Page extract:
*** Begin section ***

Beaverton Chamber gives nod to middle-school entrepreneur
Lele Yang, chief executive officer of a company she calls Athletic-Comfort, last night won an investment of $924 from a core of investors at the annual Young Entrepreneurs Academy competition, sponsored by the Beaverton Area Chamber of Commerce.
Yang competed against eight other middle and high school students in the program, called YEA! She is an eighth-grader at Stoller Middle School.
Her product is a compression sleeve to be worn by female volleyball players, with room for ice or heat packs. To win the chamber competition, Yang had to pitch her idea to local business leaders, explaining the costs, the benefits, the production and marketing, of her proposed product. She calculated the number of participants in volleyball, times the number of tournaments in the region, to find a market for her product.
"We want to sell them for $15," Yang told an audience Wednesday night at the Beaverton City Library. "Of course, that's for one sleeve."
When asked, why start with girls volleyball, Yang said the product could be expanded to include lacrosse and track athletes as well. "And eventually, boys."
Beyond Yang, this year's crop of CEOs include:
• Ilyas Malik, seventh grade, International School of Beaverton, whose product is a gummy candy made of ingredients that are acceptable within Muslim culture. His father, Amer Malik, said his son created the entire concept with the help of his little brother.
• Suhani Koppolu, sixth-grade at Highland Park Middle School, who created a plan to let kids design their own T-shirts at parties. Her company has a "Facebook presence, but we'll be creating a website," she said.
• Amy Browning, seventh-grade, Meadow Park Middle School, who wants to create summer camps at schools with a theme of science, technology, arts and math. She's already met with officials from the Beaverton School District to talk about venues.
• Jackie Zhang, 10th grade, Sunset High School, who wants to sell two flavors of tea. "Our company is looking for an elite clientele," she told the investors with confidence.
• Victor Li, sixth grade, Stoller Middle School, who wants to import jewelry from China, and to sell them in nail and hair salons. Why there? "Women and girls go to salons — a lot!"

*** End section ***

[Data for pointing to things described in words]
*** Begin section ***

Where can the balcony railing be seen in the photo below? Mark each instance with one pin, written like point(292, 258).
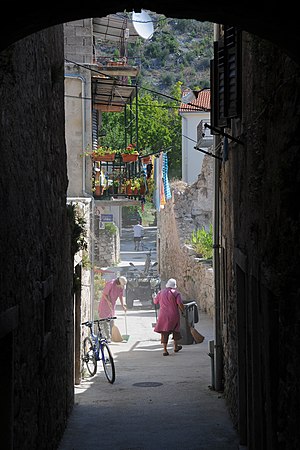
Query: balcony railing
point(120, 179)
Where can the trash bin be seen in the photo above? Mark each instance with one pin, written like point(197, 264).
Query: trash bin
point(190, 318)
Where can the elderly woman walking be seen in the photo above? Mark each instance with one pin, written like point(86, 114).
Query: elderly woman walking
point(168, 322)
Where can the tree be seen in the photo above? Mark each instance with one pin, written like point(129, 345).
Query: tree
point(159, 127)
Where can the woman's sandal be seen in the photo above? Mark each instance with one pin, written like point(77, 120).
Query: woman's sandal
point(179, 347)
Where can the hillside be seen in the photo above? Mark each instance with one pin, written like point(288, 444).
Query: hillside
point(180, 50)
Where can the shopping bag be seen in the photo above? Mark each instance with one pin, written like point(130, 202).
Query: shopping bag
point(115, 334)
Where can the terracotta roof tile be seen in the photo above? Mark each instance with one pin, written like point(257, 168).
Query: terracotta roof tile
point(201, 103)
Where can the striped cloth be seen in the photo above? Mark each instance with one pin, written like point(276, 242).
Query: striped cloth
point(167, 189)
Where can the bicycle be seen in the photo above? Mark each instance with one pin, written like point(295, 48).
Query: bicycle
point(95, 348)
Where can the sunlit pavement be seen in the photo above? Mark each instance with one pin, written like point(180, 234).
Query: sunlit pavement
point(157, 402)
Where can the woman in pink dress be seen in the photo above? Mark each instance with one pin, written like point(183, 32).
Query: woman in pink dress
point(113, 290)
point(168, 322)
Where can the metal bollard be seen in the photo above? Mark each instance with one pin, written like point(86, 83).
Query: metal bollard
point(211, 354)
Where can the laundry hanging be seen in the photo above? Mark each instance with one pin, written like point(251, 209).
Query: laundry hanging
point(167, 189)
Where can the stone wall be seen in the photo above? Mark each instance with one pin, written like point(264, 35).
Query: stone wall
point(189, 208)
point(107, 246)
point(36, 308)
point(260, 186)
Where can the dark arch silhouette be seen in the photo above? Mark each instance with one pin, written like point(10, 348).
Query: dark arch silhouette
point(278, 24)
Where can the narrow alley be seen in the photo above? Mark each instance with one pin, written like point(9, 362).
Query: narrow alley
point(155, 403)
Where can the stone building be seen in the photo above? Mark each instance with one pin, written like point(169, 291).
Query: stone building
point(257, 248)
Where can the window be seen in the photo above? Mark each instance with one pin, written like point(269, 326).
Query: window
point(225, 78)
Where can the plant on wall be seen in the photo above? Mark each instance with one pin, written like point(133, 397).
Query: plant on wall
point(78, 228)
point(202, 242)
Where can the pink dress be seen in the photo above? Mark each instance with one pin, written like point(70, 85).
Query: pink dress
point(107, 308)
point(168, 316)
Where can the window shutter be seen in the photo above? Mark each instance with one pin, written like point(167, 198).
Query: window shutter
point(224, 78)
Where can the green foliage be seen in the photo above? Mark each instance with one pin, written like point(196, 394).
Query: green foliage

*** End section ***
*** Begin section ***

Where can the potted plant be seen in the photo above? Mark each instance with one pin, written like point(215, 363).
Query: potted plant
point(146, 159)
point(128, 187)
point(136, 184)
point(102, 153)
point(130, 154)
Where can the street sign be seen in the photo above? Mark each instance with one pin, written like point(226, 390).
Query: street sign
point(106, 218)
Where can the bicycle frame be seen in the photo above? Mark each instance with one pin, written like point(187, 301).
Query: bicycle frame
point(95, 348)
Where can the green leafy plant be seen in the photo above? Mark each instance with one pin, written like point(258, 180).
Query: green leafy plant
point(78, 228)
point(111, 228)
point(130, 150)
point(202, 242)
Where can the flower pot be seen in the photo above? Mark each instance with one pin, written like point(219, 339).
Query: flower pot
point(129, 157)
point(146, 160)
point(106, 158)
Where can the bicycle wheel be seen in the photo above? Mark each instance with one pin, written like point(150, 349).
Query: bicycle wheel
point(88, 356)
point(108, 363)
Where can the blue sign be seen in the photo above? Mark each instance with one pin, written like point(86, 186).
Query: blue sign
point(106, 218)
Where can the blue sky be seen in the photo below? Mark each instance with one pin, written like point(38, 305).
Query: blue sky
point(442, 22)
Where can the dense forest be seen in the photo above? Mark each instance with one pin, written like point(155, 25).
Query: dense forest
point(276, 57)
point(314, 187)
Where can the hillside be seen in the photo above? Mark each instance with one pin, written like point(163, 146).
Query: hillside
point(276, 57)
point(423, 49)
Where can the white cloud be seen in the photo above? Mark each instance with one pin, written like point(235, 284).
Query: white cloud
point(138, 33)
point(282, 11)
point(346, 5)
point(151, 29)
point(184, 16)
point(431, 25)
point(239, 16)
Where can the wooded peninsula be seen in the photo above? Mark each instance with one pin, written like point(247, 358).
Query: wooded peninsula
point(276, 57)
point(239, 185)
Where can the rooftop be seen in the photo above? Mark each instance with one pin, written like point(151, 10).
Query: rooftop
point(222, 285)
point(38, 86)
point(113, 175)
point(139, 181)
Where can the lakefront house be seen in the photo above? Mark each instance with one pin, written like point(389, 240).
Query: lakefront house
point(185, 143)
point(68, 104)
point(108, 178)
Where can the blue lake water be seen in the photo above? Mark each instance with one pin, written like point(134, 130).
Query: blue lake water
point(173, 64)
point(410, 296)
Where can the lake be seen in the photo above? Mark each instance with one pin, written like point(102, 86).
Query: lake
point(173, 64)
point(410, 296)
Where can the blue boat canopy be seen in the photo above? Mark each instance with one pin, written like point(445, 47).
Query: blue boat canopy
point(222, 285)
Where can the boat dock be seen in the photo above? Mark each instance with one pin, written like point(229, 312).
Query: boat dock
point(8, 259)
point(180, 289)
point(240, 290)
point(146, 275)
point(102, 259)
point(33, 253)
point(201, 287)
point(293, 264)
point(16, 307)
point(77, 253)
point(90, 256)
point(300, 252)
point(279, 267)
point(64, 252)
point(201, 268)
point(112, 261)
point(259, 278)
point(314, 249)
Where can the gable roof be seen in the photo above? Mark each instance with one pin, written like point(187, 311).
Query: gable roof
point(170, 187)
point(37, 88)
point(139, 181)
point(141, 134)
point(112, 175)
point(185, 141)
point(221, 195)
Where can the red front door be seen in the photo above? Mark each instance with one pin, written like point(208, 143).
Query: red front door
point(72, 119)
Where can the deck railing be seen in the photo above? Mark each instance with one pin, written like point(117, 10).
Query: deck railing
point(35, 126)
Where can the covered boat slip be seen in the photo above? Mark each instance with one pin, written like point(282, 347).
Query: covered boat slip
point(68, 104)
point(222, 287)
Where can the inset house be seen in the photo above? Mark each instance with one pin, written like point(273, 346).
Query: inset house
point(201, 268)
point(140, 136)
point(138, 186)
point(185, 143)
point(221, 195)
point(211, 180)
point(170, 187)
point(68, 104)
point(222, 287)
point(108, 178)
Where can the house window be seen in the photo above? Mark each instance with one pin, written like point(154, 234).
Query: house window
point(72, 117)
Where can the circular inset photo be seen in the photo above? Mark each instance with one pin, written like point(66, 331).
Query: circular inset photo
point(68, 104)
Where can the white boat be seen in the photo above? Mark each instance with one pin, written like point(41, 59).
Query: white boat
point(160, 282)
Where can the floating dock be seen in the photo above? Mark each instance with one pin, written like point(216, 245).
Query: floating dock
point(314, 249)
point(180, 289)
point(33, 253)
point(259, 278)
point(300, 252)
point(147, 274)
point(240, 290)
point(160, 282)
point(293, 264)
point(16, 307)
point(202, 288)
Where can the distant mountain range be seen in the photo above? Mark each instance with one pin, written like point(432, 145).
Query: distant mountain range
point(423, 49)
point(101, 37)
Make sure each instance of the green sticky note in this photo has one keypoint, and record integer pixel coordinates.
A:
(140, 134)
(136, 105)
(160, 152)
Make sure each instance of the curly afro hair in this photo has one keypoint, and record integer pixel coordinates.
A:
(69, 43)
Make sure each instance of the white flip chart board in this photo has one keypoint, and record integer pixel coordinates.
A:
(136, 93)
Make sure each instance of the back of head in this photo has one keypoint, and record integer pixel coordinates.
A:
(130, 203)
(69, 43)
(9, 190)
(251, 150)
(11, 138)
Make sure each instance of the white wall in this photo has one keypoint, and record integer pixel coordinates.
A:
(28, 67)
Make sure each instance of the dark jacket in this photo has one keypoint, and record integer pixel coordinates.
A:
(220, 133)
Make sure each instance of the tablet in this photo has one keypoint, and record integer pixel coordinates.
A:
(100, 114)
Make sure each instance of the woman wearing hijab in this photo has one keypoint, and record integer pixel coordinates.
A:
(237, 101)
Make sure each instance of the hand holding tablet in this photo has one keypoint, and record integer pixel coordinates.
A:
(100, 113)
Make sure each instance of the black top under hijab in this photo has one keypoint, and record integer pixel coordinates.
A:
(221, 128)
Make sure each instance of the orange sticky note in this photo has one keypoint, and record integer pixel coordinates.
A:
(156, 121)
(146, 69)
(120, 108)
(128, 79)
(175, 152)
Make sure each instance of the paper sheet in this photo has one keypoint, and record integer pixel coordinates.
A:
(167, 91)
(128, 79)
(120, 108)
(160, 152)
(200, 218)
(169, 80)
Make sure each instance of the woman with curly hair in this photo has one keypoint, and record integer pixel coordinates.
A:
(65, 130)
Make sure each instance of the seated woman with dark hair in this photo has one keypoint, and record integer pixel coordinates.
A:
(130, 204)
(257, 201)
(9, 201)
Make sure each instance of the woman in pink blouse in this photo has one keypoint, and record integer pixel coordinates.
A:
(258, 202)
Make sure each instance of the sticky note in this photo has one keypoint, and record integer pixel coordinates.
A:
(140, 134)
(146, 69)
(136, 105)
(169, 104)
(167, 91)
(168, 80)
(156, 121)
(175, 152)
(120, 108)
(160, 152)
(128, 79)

*** End section ***
*** Begin section ***

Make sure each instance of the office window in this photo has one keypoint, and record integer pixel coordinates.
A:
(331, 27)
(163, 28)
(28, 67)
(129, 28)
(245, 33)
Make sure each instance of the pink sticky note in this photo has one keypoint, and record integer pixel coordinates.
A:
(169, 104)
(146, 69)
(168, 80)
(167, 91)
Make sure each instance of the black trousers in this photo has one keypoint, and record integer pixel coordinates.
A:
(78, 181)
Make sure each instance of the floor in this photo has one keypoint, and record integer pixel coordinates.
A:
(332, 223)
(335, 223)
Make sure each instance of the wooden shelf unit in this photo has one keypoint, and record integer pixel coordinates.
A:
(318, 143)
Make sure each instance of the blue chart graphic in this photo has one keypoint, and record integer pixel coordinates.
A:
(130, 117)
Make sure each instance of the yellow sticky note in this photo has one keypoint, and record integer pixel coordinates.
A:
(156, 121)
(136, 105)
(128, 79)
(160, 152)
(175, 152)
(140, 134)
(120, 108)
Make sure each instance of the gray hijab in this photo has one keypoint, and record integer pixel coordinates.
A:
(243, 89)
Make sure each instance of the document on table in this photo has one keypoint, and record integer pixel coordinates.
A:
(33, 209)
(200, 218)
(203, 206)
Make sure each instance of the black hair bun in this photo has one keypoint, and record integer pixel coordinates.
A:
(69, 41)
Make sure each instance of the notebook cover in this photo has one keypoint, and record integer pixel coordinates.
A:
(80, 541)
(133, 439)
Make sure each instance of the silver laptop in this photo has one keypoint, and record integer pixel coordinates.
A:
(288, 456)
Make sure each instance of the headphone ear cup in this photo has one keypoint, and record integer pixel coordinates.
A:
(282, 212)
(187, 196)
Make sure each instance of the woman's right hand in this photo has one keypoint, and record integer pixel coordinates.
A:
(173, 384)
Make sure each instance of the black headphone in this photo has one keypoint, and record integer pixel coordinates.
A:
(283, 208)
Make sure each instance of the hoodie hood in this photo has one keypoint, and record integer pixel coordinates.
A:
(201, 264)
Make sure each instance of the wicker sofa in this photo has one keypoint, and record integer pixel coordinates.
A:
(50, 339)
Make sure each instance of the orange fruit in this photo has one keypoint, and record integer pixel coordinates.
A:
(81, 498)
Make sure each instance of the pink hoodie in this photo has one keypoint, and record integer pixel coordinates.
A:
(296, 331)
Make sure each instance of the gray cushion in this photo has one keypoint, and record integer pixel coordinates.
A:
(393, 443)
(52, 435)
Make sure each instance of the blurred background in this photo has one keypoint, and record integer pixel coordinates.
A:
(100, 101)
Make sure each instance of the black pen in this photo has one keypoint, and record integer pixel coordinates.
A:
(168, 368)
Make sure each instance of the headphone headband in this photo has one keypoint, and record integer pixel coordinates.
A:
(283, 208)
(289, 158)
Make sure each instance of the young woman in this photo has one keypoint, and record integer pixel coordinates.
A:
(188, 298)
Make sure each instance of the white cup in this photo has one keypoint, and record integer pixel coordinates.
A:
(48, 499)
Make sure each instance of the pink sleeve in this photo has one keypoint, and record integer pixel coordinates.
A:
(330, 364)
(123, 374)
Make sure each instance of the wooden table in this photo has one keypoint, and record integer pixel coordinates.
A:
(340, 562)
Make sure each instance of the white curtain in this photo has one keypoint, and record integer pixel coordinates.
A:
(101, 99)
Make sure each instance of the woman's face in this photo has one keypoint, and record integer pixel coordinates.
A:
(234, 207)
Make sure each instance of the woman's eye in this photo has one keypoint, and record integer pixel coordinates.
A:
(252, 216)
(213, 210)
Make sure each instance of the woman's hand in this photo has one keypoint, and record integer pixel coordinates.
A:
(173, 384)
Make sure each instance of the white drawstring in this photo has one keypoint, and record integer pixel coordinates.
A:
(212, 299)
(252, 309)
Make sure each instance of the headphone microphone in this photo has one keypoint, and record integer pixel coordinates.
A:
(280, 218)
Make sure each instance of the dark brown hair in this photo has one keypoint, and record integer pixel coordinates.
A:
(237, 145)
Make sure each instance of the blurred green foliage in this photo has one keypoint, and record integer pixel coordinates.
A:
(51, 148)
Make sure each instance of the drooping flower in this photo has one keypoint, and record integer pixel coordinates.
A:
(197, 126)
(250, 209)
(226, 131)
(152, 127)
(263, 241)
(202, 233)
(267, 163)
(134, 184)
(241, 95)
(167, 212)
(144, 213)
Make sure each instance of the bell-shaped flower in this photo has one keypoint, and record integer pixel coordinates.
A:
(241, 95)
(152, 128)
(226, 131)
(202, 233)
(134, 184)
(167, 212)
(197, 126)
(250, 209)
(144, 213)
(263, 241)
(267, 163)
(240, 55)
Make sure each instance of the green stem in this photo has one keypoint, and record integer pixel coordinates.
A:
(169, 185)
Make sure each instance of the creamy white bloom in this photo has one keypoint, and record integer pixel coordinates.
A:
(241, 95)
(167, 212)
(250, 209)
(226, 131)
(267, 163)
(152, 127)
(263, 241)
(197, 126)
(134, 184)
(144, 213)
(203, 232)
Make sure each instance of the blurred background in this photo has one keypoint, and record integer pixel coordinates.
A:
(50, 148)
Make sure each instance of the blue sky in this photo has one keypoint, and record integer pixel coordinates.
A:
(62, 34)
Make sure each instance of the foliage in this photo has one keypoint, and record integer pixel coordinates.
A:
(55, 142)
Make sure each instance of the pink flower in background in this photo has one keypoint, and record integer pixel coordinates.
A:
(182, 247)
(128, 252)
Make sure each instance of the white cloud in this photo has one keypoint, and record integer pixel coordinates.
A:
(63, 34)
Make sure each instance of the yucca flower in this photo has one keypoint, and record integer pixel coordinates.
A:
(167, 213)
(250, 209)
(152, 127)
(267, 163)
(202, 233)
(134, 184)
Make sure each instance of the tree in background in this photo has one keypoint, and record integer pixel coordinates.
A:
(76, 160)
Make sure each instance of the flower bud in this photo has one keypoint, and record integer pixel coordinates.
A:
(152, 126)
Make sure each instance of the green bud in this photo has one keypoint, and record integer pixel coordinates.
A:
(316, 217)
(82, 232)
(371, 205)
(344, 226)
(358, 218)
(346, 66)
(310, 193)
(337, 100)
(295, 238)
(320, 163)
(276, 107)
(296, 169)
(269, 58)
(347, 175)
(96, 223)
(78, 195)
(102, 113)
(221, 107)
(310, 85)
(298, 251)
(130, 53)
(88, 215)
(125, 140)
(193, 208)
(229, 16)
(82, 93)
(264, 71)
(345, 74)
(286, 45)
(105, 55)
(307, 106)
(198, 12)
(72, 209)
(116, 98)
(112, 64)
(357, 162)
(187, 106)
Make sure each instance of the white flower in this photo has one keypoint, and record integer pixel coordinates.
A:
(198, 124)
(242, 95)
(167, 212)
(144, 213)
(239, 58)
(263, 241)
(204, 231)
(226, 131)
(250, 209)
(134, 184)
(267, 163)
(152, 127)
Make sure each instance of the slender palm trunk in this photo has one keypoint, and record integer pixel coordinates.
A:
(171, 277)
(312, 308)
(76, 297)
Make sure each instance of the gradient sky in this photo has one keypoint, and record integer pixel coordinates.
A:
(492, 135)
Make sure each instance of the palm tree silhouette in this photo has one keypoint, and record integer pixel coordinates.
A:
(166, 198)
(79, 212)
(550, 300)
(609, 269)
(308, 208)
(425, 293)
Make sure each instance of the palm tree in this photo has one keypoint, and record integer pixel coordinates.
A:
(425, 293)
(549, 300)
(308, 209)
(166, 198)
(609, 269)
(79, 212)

*** End section ***

Problems and tasks:
1. Using the article on the Beaverton young entrepreneurs competition, answer these:
(a) How much did Lele Yang win from the investors?
(b) What price does Yang want to charge, and for how many sleeves?
(c) What does Jackie Zhang want to sell?
2. Copy out the stretch of the article on the Beaverton young entrepreneurs competition from "Yang competed against" through "for her product.".

Replies:
1.
(a) $924
(b) $15, for one sleeve
(c) Two flavors of tea

2.
Yang competed against eight other middle and high school students in the program, called YEA! She is an eighth-grader at Stoller Middle School.
Her product is a compression sleeve to be worn by female volleyball players, with room for ice or heat packs. To win the chamber competition, Yang had to pitch her idea to local business leaders, explaining the costs, the benefits, the production and marketing, of her proposed product. She calculated the number of participants in volleyball, times the number of tournaments in the region, to find a market for her product.